**Exercise prompt:** Could you rewrite the entries below with every "polo shirt" changed to "knit shirt" and everything else left as it is?

**Dataset rows:**
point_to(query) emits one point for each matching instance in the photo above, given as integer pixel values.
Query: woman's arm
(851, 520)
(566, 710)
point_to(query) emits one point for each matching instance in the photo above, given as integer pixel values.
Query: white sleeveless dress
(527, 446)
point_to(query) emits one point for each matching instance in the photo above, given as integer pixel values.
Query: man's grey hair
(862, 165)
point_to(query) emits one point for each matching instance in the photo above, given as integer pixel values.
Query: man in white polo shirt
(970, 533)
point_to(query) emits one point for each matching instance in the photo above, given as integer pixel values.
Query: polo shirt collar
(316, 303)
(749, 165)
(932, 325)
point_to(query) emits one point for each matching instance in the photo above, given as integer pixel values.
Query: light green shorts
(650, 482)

**Written solution:**
point_to(query) emits one point for each matching instance in the photo above, given as integer pixel values.
Query: woman's arm
(851, 520)
(566, 710)
point_to(query) emits one point for each matching instance in the photo above, given as integer pixel values.
Query: white sleeveless dress
(527, 446)
point_to(query) emits one point for each matching instance in the photo above, given as integer pixel values.
Query: man's grey hair
(862, 165)
point_to(query) emits one point for each matching instance in the photo above, given as integer pixel values.
Query: man in white knit shirt
(970, 533)
point_to(query) emits one point for each matching instance in the photo above, given as integer pixel values.
Query: knit shirt collar
(316, 303)
(749, 165)
(932, 325)
point_to(query) emits one point for each matching instance in the photo above, given as integer pixel values.
Query: light green shorts
(650, 482)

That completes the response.